▸ PROBLEM DESCRIPTION: Switch every "pointer" to "locator" in the listing lines starting at the line that contains "Task: set a point on the tree, one" and ending at the last line of the listing, leaving everything else unchanged. Give back only those lines.

+++ ENTRIES PROVIDED +++

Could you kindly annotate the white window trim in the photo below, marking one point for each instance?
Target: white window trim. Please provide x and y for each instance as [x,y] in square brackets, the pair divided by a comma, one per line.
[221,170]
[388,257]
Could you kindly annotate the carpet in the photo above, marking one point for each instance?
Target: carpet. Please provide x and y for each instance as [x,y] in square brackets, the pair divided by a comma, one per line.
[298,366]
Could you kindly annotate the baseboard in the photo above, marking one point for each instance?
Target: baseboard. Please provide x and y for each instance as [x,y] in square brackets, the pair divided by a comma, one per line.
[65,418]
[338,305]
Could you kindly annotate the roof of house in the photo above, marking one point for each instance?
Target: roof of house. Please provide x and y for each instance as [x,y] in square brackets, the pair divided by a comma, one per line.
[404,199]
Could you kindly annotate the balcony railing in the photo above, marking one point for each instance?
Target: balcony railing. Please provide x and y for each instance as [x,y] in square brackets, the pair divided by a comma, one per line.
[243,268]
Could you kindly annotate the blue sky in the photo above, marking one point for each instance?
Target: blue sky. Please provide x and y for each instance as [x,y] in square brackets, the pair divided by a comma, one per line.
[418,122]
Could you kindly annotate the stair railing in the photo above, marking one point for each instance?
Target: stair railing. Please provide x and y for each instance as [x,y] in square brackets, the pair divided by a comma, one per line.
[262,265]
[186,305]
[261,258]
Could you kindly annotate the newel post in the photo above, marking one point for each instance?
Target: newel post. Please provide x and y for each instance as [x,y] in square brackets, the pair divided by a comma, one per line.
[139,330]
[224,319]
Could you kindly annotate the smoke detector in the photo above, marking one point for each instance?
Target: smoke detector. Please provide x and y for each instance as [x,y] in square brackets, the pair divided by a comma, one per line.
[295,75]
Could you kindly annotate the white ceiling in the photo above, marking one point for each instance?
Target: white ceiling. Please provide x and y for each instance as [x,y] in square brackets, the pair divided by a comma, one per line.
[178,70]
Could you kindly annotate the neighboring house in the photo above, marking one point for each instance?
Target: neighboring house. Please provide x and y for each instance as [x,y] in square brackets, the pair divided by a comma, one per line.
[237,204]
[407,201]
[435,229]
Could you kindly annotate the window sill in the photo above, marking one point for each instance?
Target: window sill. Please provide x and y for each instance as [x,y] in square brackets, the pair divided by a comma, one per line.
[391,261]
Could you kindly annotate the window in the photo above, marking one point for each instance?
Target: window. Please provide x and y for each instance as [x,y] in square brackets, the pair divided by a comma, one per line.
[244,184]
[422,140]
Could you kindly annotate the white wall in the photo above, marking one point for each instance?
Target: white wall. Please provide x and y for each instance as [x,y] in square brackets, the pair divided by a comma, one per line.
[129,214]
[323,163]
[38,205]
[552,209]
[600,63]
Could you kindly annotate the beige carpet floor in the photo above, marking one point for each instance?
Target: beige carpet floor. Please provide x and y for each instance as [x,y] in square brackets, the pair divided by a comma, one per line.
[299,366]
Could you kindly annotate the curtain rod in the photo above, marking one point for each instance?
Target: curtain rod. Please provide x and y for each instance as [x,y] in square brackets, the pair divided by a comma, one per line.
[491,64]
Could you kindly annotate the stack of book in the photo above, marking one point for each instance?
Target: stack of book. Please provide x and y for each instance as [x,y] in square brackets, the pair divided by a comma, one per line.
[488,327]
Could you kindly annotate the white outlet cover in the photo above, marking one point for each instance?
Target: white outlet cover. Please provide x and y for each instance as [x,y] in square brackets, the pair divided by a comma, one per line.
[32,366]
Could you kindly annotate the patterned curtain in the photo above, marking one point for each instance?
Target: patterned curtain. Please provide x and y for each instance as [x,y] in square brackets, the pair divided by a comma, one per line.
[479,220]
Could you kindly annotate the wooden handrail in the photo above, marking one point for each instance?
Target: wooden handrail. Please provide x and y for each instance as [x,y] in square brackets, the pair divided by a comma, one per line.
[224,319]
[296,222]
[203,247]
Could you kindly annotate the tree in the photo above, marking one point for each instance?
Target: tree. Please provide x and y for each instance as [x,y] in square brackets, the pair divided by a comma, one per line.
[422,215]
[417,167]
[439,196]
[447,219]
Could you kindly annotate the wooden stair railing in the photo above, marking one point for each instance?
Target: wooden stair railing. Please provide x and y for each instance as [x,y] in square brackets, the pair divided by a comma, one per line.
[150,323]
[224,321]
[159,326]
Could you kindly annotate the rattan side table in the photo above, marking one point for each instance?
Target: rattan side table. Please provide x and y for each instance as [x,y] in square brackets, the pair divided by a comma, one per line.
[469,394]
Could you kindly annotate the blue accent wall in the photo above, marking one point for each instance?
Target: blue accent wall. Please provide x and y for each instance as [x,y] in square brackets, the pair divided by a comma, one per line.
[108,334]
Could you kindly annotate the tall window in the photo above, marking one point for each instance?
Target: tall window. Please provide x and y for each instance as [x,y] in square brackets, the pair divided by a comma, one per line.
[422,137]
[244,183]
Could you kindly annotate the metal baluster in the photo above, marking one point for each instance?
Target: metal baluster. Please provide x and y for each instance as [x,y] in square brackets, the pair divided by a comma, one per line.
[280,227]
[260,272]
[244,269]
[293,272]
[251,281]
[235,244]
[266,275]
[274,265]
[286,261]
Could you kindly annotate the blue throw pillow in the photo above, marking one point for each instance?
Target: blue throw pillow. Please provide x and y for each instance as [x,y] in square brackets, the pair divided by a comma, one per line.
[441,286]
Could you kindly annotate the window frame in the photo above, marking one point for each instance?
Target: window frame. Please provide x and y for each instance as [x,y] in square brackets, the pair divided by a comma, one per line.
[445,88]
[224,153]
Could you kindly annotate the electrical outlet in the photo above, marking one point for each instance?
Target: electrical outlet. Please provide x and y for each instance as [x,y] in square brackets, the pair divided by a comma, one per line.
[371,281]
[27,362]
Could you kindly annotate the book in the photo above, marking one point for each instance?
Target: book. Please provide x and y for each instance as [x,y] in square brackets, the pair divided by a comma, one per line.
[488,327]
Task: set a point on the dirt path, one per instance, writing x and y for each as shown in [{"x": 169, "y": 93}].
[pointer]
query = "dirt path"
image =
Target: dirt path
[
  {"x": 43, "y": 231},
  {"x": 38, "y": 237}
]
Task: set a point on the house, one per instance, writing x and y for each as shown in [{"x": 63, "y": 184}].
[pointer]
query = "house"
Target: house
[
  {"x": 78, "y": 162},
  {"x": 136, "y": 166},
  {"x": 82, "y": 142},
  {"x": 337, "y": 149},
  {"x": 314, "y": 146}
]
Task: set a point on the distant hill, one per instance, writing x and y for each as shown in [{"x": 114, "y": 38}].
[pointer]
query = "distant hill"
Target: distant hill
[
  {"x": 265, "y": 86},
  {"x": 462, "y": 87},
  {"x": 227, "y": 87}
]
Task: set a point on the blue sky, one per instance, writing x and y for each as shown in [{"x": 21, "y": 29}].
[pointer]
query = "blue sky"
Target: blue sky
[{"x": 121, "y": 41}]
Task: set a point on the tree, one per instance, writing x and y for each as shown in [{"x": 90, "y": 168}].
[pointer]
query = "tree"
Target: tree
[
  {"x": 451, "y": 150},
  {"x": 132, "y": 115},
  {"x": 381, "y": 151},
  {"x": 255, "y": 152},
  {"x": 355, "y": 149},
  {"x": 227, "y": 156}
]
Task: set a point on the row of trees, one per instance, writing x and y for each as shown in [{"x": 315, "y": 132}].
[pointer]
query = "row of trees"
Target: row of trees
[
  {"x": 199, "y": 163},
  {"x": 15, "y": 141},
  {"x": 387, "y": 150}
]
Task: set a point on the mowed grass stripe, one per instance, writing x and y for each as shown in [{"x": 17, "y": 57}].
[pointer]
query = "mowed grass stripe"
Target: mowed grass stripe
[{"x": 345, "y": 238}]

+++

▸ CORRECT ANSWER:
Task: set a point on the tree, one per instance, writing x and y for each as shown in [{"x": 90, "y": 168}].
[locator]
query = "tree"
Target: tree
[
  {"x": 451, "y": 150},
  {"x": 132, "y": 115},
  {"x": 381, "y": 151},
  {"x": 255, "y": 152},
  {"x": 355, "y": 149},
  {"x": 227, "y": 156}
]
Task: set a point on the row of trees, one per instance, writing x and y for each as shown in [{"x": 315, "y": 132}].
[locator]
query = "row of trees"
Target: row of trees
[
  {"x": 199, "y": 163},
  {"x": 15, "y": 141},
  {"x": 387, "y": 150}
]
Task: set a point on the mowed grass stripe, one per instance, writing x and y for each as shown in [{"x": 17, "y": 57}].
[locator]
query = "mowed grass stripe"
Target: mowed grass stripe
[{"x": 345, "y": 238}]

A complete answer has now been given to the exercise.